_EXTRAIT DE PAGE_
· · ·

Ce qui interpelle, c’est qu’une jeune de 19 ans, Stacy Ackbar, ait le courage ou l’audace, qu’en savons-nous, de contredire le ministre de la Santé, Kailesh Jagutpal, sur sa grossesse, alors que la Santé affirme, elle, le contraire, c’est-à-dire que cette jeune fille n’était pas enceinte.
Ce qui pèse, c’est que les prix continuent à augmenter, alors que le commun des mortels à Maurice peine à payer ses factures.
La litanie de ce qui va mal peut continuer encore, et encore.
La litanie des pourquoi les autorités n’arrivent pas à nous rassurer peut elle aussi être dressée.
Un cri : “Je n’en peux plus de tout cela !“ Le cri du peuple va retentir tôt ou tard en masse pour dire : “Assez !” Sauf si les gouvernants nous finissent à l’usure. Ne goûtons certainement pas à cet opium, bien réel celui-là, de la soumission et de la peur que peuvent inspirer les autorités.
Gardons le pied dehors, prêts à brandir tout haut nos mains menottées par la confusion, l’inquiétude et les menaces. Gardons notre esprit libre et critique !
L’inondation la plus visible pour le moment est celle que nous subissons déjà : la misère, la souffrance et les interdictions (les mises en garde ?) qui nous entourent.
Ne nous laissons pas embobiner ni anesthésier, au risque de devenir des citoyens sous l’effet de cet opium qu’on veut nous faire avaler. Rien ne doit embrumer nos esprits. Personne ne doit venir saccager et abîmer notre raison. Sinon, ce sera le temps des Raisins de la colère* où guettent l’ensevelissement dans la misère et la peur, la révolte et l’effondrement d’une société saine.

· · ·

_MATÉRIEL DE TRAVAIL_
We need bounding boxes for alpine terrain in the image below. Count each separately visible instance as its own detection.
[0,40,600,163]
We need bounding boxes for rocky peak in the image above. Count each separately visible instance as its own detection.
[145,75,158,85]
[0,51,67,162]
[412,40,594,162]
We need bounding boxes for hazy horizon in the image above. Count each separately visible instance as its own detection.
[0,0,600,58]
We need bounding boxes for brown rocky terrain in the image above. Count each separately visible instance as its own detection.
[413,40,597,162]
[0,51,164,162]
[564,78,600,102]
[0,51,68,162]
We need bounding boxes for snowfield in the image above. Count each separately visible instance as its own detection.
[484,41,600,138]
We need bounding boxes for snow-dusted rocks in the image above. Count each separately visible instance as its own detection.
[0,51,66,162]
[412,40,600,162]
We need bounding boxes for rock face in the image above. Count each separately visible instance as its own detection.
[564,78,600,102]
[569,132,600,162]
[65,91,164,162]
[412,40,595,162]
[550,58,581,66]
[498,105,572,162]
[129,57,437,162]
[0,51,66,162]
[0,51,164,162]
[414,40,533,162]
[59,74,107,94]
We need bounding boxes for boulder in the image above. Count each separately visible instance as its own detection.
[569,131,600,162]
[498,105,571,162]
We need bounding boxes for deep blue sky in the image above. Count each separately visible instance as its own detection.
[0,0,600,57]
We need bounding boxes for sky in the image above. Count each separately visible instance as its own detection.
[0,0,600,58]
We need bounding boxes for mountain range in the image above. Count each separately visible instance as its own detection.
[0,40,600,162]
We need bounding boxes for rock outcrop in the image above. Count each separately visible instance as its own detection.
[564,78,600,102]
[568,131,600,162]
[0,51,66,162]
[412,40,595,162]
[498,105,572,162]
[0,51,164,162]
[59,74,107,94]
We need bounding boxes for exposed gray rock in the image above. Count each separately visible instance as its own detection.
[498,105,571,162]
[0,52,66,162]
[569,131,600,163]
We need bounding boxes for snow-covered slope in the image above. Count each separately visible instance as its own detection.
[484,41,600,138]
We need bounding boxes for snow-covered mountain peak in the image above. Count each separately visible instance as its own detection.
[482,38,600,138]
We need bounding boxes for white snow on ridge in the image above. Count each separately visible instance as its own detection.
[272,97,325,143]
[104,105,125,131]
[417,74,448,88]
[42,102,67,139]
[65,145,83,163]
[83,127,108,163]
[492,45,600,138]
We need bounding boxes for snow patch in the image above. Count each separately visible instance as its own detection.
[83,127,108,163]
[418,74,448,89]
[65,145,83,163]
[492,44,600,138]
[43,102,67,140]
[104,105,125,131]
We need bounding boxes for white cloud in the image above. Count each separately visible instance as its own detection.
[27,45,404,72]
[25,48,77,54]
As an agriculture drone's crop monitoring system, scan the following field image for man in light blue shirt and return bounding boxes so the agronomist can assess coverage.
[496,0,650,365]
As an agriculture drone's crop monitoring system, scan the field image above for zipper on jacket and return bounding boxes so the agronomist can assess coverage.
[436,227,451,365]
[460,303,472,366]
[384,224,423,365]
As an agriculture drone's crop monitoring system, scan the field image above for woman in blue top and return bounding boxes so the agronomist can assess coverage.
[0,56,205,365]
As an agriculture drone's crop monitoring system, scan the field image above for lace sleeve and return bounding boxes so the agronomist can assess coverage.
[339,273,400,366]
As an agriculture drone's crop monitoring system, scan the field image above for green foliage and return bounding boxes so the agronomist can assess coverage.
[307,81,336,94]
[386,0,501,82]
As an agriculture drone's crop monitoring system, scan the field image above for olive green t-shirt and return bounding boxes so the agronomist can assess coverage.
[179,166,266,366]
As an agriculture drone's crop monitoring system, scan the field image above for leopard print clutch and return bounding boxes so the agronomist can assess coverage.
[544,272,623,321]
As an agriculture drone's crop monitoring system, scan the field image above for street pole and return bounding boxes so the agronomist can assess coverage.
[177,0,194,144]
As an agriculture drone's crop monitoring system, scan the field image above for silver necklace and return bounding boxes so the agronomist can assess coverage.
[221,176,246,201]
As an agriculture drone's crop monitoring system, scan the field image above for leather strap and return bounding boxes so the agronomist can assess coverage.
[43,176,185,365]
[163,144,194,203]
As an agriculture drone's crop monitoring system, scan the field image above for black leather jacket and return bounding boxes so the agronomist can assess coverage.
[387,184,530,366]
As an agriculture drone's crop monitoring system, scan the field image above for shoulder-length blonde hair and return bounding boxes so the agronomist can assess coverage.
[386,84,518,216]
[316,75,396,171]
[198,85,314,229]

· · ·

_TÂCHES DEMANDÉES_
(1) Mets à jour les lignes, de la toute première jusqu'à celle qui contient "[0,40,600,163]" incluse, en y remplaçant "alpine terrain" par "mountain terrain" sans rien modifier d'autre.
(2) Écris la suite de l'article sur le ras-le-bol des Mauriciens à partir de son dernier paragraphe.
L'article et les lignes n'ont aucun lien entre eux.

_EN RÉPONSE_
(1)
We need bounding boxes for mountain terrain in the image below. Count each separately visible instance as its own detection.
[0,40,600,163]

(2)
Au lieu de subir ce trop-plein les bras baissés, restons unis déjà dans nos familles, dans nos groupes et nos entreprises. Unis, nos voix et nos actes sont plus forts. Nous ne sommes pas obligés de brailler ou de déblatérer, mais nous nous devons de nous faire entendre.
Ensemble, nous pouvons dissiper ce brouillard de peur et d’insécurité, et nous pouvons espérer qu’au-delà de cette brume malsaine, il y a l’espoir que l’ombre qui cache les visages des marchands de la mort et de la destruction soit chassée au nom de la libération, de la vérité et de la VIE.
Que l’eau ne coule pas sous les ponts avant que la Vérité n’éclate !
Tombe, tombe la pluie, en attendant que tombent les têtes !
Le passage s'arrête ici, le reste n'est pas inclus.